Point annotation dataset records
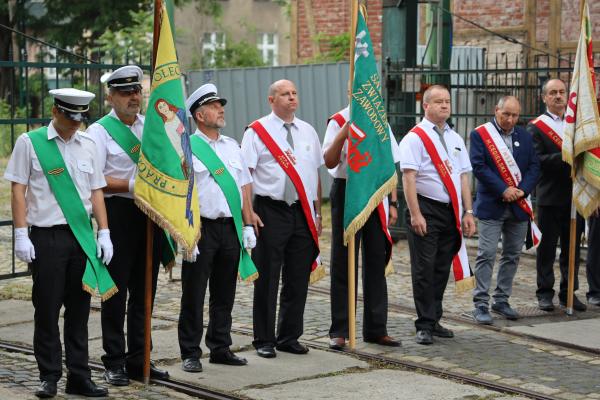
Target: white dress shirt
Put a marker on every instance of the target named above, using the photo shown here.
(268, 177)
(114, 161)
(413, 155)
(213, 203)
(81, 159)
(341, 170)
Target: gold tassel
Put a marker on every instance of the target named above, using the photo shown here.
(251, 278)
(464, 285)
(109, 293)
(371, 205)
(317, 274)
(165, 225)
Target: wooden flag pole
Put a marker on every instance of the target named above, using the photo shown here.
(351, 242)
(150, 229)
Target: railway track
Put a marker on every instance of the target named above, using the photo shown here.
(469, 321)
(411, 366)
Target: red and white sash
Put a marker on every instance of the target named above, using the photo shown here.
(383, 207)
(317, 270)
(509, 170)
(543, 123)
(460, 264)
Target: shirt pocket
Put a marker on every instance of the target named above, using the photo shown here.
(36, 168)
(113, 148)
(235, 168)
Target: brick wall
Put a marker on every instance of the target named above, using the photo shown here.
(500, 14)
(332, 17)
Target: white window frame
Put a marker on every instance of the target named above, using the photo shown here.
(264, 47)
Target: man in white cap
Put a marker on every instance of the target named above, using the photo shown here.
(222, 178)
(118, 136)
(284, 155)
(56, 185)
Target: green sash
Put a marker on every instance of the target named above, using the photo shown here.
(96, 275)
(221, 175)
(131, 145)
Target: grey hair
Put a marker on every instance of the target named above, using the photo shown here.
(427, 93)
(545, 85)
(504, 99)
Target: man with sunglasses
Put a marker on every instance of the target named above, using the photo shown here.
(118, 136)
(56, 185)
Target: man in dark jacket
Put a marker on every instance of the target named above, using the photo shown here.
(507, 169)
(554, 191)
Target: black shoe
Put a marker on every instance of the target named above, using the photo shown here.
(577, 304)
(227, 358)
(85, 387)
(46, 390)
(545, 304)
(337, 343)
(191, 364)
(384, 341)
(137, 372)
(116, 376)
(504, 309)
(294, 348)
(424, 337)
(440, 331)
(266, 352)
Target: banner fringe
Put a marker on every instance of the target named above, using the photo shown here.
(465, 285)
(109, 293)
(377, 197)
(318, 274)
(164, 224)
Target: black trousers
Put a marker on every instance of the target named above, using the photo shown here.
(218, 263)
(57, 271)
(127, 224)
(285, 248)
(430, 260)
(375, 253)
(555, 223)
(593, 258)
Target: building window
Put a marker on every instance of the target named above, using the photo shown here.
(268, 47)
(211, 42)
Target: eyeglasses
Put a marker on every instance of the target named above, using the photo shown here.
(129, 92)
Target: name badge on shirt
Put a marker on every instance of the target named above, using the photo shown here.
(84, 166)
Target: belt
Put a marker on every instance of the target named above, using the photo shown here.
(62, 227)
(220, 220)
(434, 202)
(279, 203)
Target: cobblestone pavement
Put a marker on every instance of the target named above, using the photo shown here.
(474, 351)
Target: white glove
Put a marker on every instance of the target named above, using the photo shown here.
(24, 249)
(195, 255)
(104, 246)
(248, 237)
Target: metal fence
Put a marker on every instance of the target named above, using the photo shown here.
(476, 82)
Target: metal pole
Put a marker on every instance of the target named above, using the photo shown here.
(571, 282)
(351, 250)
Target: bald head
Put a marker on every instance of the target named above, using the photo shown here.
(554, 95)
(283, 99)
(507, 112)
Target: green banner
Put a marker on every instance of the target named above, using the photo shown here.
(371, 168)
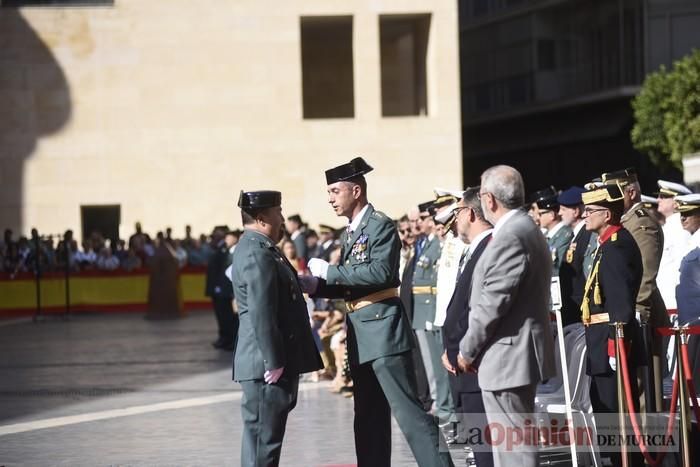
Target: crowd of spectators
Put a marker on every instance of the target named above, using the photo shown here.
(95, 252)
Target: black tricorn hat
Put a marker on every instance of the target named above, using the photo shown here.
(295, 218)
(425, 207)
(620, 177)
(259, 199)
(352, 169)
(543, 194)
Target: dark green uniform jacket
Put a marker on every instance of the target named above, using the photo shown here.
(619, 277)
(369, 264)
(274, 327)
(425, 275)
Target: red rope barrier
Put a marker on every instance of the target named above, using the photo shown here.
(689, 379)
(633, 413)
(671, 331)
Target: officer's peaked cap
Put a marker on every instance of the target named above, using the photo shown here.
(352, 169)
(259, 199)
(571, 197)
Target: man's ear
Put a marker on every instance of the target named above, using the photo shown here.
(356, 191)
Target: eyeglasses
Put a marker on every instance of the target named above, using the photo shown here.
(459, 209)
(592, 210)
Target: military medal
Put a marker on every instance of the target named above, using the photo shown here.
(570, 253)
(359, 248)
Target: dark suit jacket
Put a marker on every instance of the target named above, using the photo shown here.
(620, 276)
(457, 320)
(274, 326)
(216, 273)
(370, 263)
(572, 278)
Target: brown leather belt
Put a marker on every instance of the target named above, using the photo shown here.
(598, 318)
(375, 297)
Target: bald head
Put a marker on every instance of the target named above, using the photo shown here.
(506, 185)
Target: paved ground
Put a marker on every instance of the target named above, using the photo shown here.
(120, 390)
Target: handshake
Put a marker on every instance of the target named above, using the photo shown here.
(319, 270)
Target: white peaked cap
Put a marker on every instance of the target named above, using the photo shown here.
(673, 188)
(444, 192)
(444, 215)
(649, 199)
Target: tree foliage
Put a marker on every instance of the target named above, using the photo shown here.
(667, 113)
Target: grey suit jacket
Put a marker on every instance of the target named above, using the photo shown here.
(509, 335)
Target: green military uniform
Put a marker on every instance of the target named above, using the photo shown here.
(273, 333)
(424, 282)
(430, 338)
(379, 338)
(558, 245)
(650, 305)
(650, 238)
(609, 297)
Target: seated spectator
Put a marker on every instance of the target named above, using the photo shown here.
(195, 256)
(106, 261)
(149, 249)
(132, 261)
(86, 258)
(290, 252)
(23, 252)
(180, 253)
(67, 252)
(11, 259)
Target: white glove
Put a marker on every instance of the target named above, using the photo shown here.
(318, 267)
(308, 284)
(272, 376)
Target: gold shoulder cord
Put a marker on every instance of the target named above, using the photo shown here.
(597, 297)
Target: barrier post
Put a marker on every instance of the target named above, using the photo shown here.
(648, 379)
(685, 422)
(556, 307)
(37, 273)
(620, 334)
(66, 248)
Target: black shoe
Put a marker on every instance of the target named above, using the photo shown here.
(217, 344)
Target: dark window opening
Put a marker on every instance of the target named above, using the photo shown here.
(403, 49)
(327, 67)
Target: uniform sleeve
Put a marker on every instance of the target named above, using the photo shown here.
(383, 251)
(492, 300)
(261, 284)
(618, 285)
(562, 247)
(650, 241)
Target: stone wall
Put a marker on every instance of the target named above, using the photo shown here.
(169, 107)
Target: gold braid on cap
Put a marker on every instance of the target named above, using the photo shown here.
(606, 194)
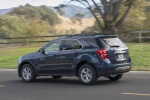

GIVEN PROBLEM: Retype all of the items above verbatim, omitting the pictures.

COMPLETE RESPONSE:
Target: white dress shirt
Put a marker on every instance of the target named above, using the photo shown here.
(268, 177)
(114, 161)
(413, 155)
(213, 203)
(81, 159)
(341, 170)
Target: gold tassel
Put a marker on every instance of the target named above, using the photo shown here.
(251, 278)
(464, 285)
(109, 293)
(371, 205)
(317, 274)
(165, 225)
Target: wooden flag pole
Put a marker on every instance of the target named above, using the photo shown here.
(351, 242)
(150, 229)
Target: railway track
Put a marker on every instance of the target named above, using the photo shown here.
(469, 321)
(411, 366)
Target: red and white sash
Put a marker on every instance of the target named above, using the photo shown here.
(383, 207)
(317, 270)
(509, 170)
(543, 123)
(460, 264)
Target: shirt pocket
Put a marker on every instance of the target named above, using the photo shown here.
(36, 168)
(113, 148)
(235, 168)
Target: brick wall
Put a marker on every instance of the target named above, using the photo shown here.
(500, 14)
(332, 17)
Target: white window frame
Put a marker on every instance of the target named above, using the photo shown here.
(264, 47)
Target: man in white cap
Put a marker on every instance of the target named above, using the photo shown here.
(222, 178)
(118, 136)
(284, 155)
(56, 185)
Target: green sash
Put a marker on every instance of the target named above, using the photo shown here.
(96, 275)
(221, 175)
(131, 145)
Target: grey hair
Put a marker on every instance of the target named above, using the photo shown here.
(427, 93)
(545, 85)
(504, 99)
Target: man with sunglasses
Put a marker on every instance of the target named above, using the photo shown here.
(118, 136)
(56, 185)
Target: man in dark jacket
Put a marker on every instance of the target named above, using the photo shown here.
(507, 169)
(554, 191)
Target: black shoe
Put a marker on every instance of the target named above, using the photo shown here.
(577, 304)
(227, 358)
(85, 387)
(46, 390)
(545, 304)
(337, 343)
(191, 364)
(384, 341)
(137, 372)
(116, 376)
(504, 309)
(294, 348)
(424, 337)
(440, 331)
(266, 352)
Target: banner fringe
Put a marker on every instance of the target named above, using the photo shown here.
(465, 285)
(109, 293)
(377, 197)
(318, 274)
(164, 224)
Target: black trousers
Put a marker on every instance of the target named above, using the photo shown here.
(218, 263)
(57, 271)
(127, 224)
(285, 248)
(430, 260)
(375, 253)
(555, 223)
(593, 258)
Target: building window
Put a marker on every instance of the target named above, using the photo shown here.
(268, 47)
(211, 42)
Target: eyeglasses
Put a marker on every instance of the target named above, using the photo shown here.
(129, 92)
Target: name badge on shirt
Put a marker on every instance of the target named above, using the photo shown here.
(84, 166)
Target: belt
Put a marker on every instance of the target named above, using the photo shown here.
(62, 227)
(220, 220)
(434, 202)
(279, 203)
Target: cobblestone pavement
Put a marker on every instance of the target named above, using the photo shown here.
(474, 351)
Target: white glove
Put a marker on every instance of the target named above, using the photo shown here.
(24, 249)
(195, 255)
(104, 246)
(248, 237)
Target: metal fence
Put a marker on every instance of the target named above, using the photo shown here.
(476, 82)
Target: metal pole
Put a marker on every instance of the target named above, using the photo shown here.
(571, 282)
(351, 250)
Target: bald head
Put a marker on every instance of the target named above, using the photo shown here.
(554, 95)
(283, 99)
(507, 112)
Target: green banner
Put a marker on every instance of the target named above, using the photo shown here.
(371, 168)
Target: crowd of spectators
Put a marker on every instance of the target named above, using the photo shown here.
(95, 252)
Target: black tricorn hat
Put a marker on every instance of the target named above, using the photo shown here.
(295, 218)
(425, 207)
(620, 177)
(259, 199)
(352, 169)
(543, 194)
Target: dark green uniform jacket
Put a marker on every instance of the target named above, using the photo shown here.
(619, 277)
(369, 264)
(274, 327)
(425, 275)
Target: red rope barrier
Put a marker on every instance of the target named above, using the photo shown here.
(689, 379)
(633, 413)
(671, 331)
Target: officer's peaked cap
Put a marker on every instance of the target named above, using the photo shown here.
(352, 169)
(259, 199)
(571, 197)
Target: man's ear
Put a marker on every instance of the target named above, using the photo shown here.
(356, 191)
Target: eyeglasses
Put a marker on every instance of the target named above, using the photo shown here.
(459, 209)
(592, 210)
Target: military medal
Put a marker on every instance of the target named above, using the photo shown here.
(570, 253)
(359, 248)
Target: dark suit jacket
Put a marker on every instance of the target named above, using the photo shown here.
(620, 276)
(457, 320)
(274, 326)
(216, 273)
(370, 263)
(572, 278)
Target: brown leather belt
Put a marker on every instance of the target named above, using the photo shown here.
(598, 318)
(375, 297)
Target: bald head
Put a marker on every instance of the target named above, using the photo shown here.
(506, 185)
Target: paved ground
Put a marker on every instance of the target named above, using the photo shown here.
(120, 390)
Target: handshake
Put a marker on every instance of the target named above, using the photo shown here.
(319, 270)
Target: white peaked cap
Put a marker on every instance of the target named above, using the photo shown here.
(673, 188)
(444, 192)
(444, 215)
(649, 199)
Target: tree foliage
Put a marker on every instance of the target named above, using the photo shown here.
(667, 113)
Target: grey suit jacket
Put a marker on every instance of the target named above, using the photo shown here.
(509, 335)
Target: green military uniform
Put a marker on every instance of the target named above, using the photo shown here.
(273, 333)
(424, 282)
(430, 338)
(379, 338)
(558, 245)
(650, 305)
(650, 238)
(609, 297)
Target: seated spectator
Put a marker on every instance of the target named above, using the photo shown here.
(195, 256)
(106, 261)
(149, 249)
(132, 261)
(86, 258)
(290, 252)
(23, 252)
(180, 253)
(67, 252)
(11, 259)
Target: white glove
Put a marker on every instance of the target named above, using the photo shown here.
(318, 267)
(308, 284)
(272, 376)
Target: gold shoulder cord
Put a marker on every instance of the target named above, using the photo shown here.
(597, 297)
Target: barrier post
Put a marker on every instance of the target named above, using the photo shown here.
(648, 379)
(685, 422)
(556, 307)
(37, 273)
(620, 334)
(66, 248)
Target: black shoe
Put a marker on every instance of the target named above, using the photo shown here.
(217, 344)
Target: dark window opening
Put a marker on every instance of the target named above, using the photo shown here.
(403, 49)
(327, 67)
Target: uniform sleeve
Put a marker on every instance of the target named above, using the photo shown here.
(383, 251)
(492, 300)
(261, 284)
(618, 285)
(562, 247)
(650, 241)
Target: stone wall
Put a marker on every instance of the target named above, using the photo shown here.
(169, 107)
Target: gold braid on cap
Put a marker on every instance of the target named above, using the photo shown here.
(606, 194)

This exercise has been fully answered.